[Selected excerpt Boundary: Start]
Propensity score techniques in multiple treatments framework: the estimation of neighbourhood effect
The speaker for the September branch meeting was Margherita Silan, who is a postdoctoral research fellow at Padua University. Margherita was the winner of the Italian Statistical Society annual award for best PhD in Applied statistics. Her research interests include causal inference in multiple treatment frameworks, composite indicators and partially ordered set theory. Margherita’s research involved the estimation of the neighbourhood effect using propensity score techniques in a framework with many treatments, with an application to two health outcomes in Turin.
The neighbourhood effect is the independent causal effect of a neighbourhood on health and/or social outcomes. In order to compare the neighbourhood effect, it is important to make neighbourhoods comparable with respect to confounders. The Turin longitudinal study was used as the data source and outcomes considered were hospitalised fractures and incidence of depression or dementia. Neighbourhoods in Turin were represented as treatments, with at least 10 neighbourhoods included, depending on the partition methods.
Magherita compared two methods to estimate the neighbourhood effect; inverse probability of treatment weighting (IPTW) for multiple treatments and logistic regression with dummy indicators for neighbourhoods as covariates in the model. Simulations were performed to compare the methods with fracture as the outcome. Performance of the two methods depended on the scenarios simulated.
The neighbourhood effect was estimated for the outcome of dementia or depression using IPTW. An effect on mental health with respect to the mean was found, which was protective or harmful depending on the neighbourhood and gender. Based on her results, Magherita proposed a novel method: Matching on Poset based Average Rank for Multiple Treatments (MARMoT). The average rank summarises individual characteristics which are important for treatment allocation and is used as a tool to improve the balance of covariates between groups through matching. She described how to use the tool to achieve covariate balance and performed a simulation study to evaluate its performance. MARMoT improved covariate balance for 70 neighbouring zones in Turin and the average treatment effect in the treated changed considerably for many neighbourhoods.
The talk concluded with a Q & A session, including suggestions for future collaboration and requests to share her code.
[Selected excerpt Boundary: End]
[Source information Boundary: Start]
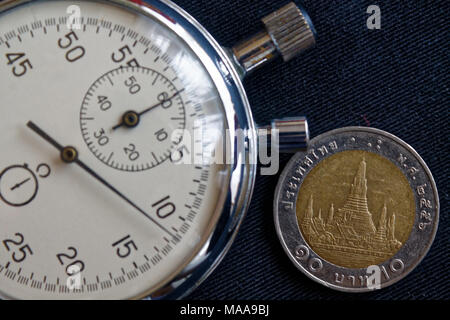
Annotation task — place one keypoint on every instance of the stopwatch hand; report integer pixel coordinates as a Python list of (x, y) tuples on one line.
[(70, 154)]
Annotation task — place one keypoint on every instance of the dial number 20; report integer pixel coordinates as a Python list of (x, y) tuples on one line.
[(73, 265)]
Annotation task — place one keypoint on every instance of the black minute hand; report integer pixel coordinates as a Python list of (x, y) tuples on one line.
[(69, 155)]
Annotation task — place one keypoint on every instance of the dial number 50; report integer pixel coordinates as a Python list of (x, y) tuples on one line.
[(73, 53)]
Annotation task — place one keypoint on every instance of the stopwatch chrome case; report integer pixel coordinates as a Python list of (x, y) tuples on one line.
[(226, 68)]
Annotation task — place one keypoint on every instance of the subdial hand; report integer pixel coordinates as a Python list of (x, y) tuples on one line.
[(18, 185), (70, 155), (131, 119)]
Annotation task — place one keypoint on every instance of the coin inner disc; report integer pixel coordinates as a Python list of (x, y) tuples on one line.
[(356, 209)]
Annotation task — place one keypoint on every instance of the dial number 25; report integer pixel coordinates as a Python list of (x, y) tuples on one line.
[(19, 250), (21, 64)]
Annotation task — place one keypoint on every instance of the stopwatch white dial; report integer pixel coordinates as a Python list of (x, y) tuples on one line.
[(127, 212)]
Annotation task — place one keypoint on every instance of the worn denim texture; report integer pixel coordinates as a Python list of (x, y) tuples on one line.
[(394, 79)]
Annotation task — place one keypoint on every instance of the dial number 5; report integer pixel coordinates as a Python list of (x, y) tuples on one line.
[(20, 250)]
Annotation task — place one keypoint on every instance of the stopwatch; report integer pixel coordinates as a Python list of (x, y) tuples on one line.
[(129, 147)]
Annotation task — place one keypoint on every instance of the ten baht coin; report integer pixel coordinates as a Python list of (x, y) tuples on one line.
[(358, 211)]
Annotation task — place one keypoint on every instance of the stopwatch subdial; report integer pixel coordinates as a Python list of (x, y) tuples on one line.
[(133, 118), (18, 185)]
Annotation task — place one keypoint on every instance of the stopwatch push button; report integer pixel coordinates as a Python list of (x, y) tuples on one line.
[(288, 135)]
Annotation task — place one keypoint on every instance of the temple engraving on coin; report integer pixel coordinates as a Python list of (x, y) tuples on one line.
[(349, 227)]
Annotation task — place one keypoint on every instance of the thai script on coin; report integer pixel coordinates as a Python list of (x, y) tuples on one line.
[(358, 211)]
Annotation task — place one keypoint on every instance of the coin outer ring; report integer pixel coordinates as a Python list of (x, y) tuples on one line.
[(371, 140)]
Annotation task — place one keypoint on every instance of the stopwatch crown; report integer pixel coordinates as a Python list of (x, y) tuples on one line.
[(291, 30)]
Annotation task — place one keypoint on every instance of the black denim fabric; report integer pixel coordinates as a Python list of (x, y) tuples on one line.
[(394, 79)]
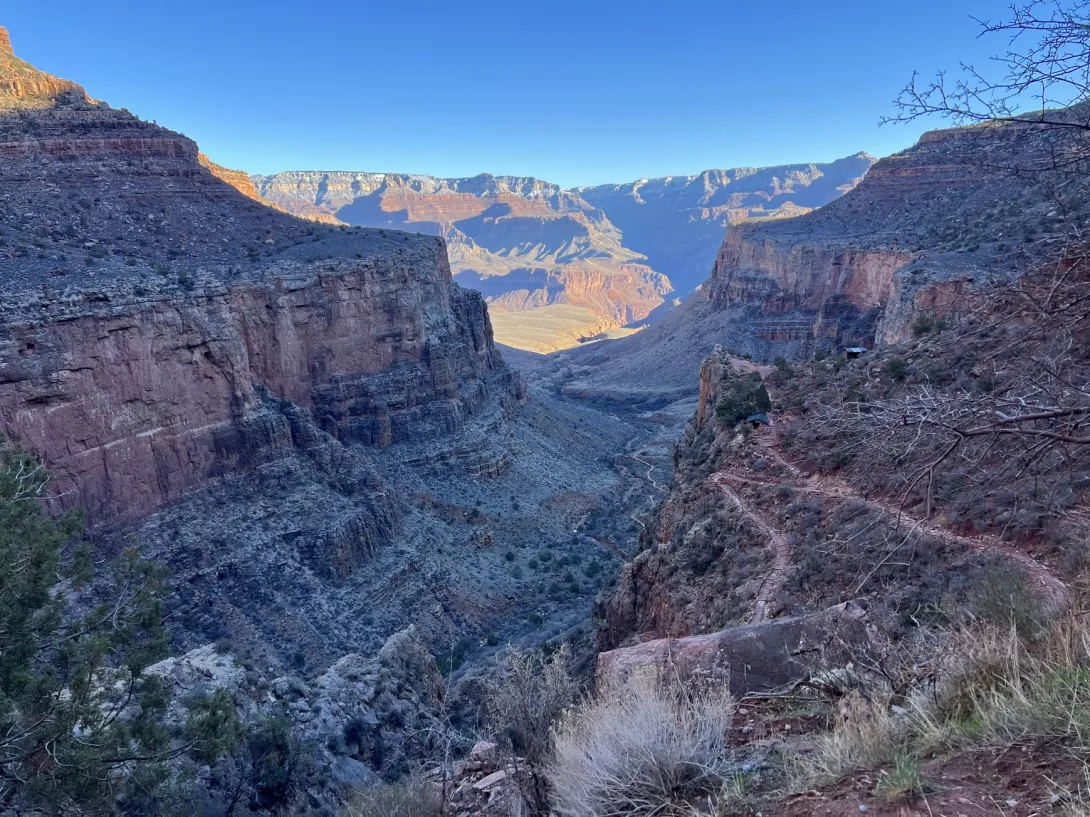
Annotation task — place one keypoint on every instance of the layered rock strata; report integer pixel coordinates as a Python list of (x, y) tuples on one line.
[(923, 228), (149, 307)]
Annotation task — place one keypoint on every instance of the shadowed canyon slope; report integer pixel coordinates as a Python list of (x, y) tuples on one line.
[(923, 230), (307, 424), (552, 264), (678, 221)]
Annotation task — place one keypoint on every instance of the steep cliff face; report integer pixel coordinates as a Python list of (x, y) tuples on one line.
[(132, 406), (678, 221), (565, 265), (961, 208), (23, 86), (525, 243), (149, 306)]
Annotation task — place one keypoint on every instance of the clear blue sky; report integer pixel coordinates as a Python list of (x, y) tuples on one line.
[(577, 93)]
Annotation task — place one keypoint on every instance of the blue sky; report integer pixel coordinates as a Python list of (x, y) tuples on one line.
[(577, 93)]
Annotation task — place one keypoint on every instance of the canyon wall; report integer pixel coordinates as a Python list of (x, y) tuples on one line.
[(154, 313), (548, 254), (922, 230), (678, 222)]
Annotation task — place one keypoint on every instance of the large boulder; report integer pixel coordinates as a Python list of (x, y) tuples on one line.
[(751, 658)]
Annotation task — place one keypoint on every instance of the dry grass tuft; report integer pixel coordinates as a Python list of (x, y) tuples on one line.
[(644, 747), (413, 797)]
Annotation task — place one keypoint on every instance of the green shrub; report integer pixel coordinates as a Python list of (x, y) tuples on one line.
[(742, 397), (896, 368)]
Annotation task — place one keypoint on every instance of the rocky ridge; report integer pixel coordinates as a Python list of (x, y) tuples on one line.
[(529, 245), (552, 264), (678, 221), (960, 209), (309, 425)]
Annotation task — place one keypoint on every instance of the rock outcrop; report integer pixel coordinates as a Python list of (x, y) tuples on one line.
[(749, 658), (554, 259), (922, 228), (24, 87), (147, 302), (525, 243), (678, 221)]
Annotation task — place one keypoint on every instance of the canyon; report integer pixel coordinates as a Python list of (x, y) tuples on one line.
[(559, 267), (287, 392), (922, 236), (295, 417)]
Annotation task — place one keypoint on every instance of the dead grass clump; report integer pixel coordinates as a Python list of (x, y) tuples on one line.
[(648, 746), (867, 734), (414, 797), (1006, 689)]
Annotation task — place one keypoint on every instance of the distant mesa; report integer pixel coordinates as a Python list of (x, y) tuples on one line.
[(561, 266), (23, 86)]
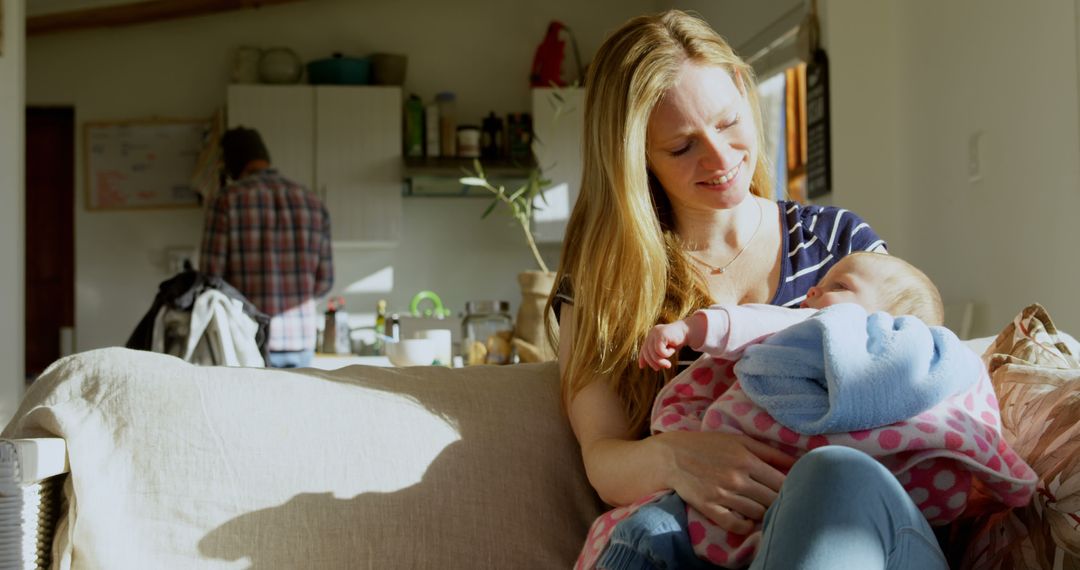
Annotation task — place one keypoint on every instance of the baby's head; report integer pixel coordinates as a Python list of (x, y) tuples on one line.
[(879, 282)]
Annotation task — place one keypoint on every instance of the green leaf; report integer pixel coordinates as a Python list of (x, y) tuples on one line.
[(518, 192), (473, 180)]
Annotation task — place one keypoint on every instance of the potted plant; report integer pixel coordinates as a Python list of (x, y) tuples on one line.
[(530, 338)]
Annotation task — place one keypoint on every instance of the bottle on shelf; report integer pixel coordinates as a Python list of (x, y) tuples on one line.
[(414, 126), (380, 326), (491, 137), (520, 137), (431, 127), (448, 124)]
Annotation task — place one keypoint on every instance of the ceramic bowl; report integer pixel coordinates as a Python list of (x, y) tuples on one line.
[(413, 352)]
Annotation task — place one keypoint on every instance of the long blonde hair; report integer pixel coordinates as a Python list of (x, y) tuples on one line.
[(623, 261)]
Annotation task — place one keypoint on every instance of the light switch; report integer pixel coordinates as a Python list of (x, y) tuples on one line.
[(975, 157)]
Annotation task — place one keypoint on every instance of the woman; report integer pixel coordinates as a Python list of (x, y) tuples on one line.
[(673, 216)]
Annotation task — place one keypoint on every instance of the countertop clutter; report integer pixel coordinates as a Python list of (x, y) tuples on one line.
[(427, 334), (282, 66)]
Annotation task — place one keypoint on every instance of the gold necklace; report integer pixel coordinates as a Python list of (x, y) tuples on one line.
[(714, 270)]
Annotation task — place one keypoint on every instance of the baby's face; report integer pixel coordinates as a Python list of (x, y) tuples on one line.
[(851, 280)]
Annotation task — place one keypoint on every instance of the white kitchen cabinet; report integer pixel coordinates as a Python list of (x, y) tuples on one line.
[(557, 126), (341, 141)]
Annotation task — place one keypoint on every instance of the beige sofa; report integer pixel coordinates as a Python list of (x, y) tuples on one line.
[(150, 462), (174, 465)]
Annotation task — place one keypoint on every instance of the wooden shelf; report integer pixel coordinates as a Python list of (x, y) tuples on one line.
[(455, 167)]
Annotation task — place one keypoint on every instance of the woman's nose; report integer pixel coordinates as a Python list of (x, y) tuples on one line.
[(713, 152)]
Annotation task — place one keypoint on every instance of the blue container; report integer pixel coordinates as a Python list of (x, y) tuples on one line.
[(340, 70)]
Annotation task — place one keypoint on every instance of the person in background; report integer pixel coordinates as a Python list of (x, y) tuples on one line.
[(270, 238), (676, 213)]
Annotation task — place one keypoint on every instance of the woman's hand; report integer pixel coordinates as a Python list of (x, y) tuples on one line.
[(661, 343), (731, 479)]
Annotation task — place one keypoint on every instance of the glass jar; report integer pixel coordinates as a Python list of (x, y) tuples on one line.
[(486, 331)]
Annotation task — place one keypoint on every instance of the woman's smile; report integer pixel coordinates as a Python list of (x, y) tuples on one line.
[(723, 180)]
[Source information Boundary: End]
● **Task requirements**:
[A] Answer these questions from the talk summary:
(i) At which university is Margherita Silan a postdoctoral research fellow?
(ii) What was used as the data source for the study?
(iii) For how many neighbouring zones in Turin did MARMoT improve covariate balance?
[B] Rewrite the stretch of the talk summary from "The neighbourhood effect is" through "the partition methods.", putting "confounding variables" in place of "confounders".
[C] List the research interests that the talk summary gives for Margherita Silan.
Rely only on the talk summary when answering.

● **Exercise answers**:
[A]
(i) Padua University
(ii) The Turin longitudinal study
(iii) 70

[B]
The neighbourhood effect is the independent causal effect of a neighbourhood on health and/or social outcomes. In order to compare the neighbourhood effect, it is important to make neighbourhoods comparable with respect to confounding variables. The Turin longitudinal study was used as the data source and outcomes considered were hospitalised fractures and incidence of depression or dementia. Neighbourhoods in Turin were represented as treatments, with at least 10 neighbourhoods included, depending on the partition methods.

[C]
- Causal inference in multiple treatment frameworks
- Composite indicators
- Partially ordered set theory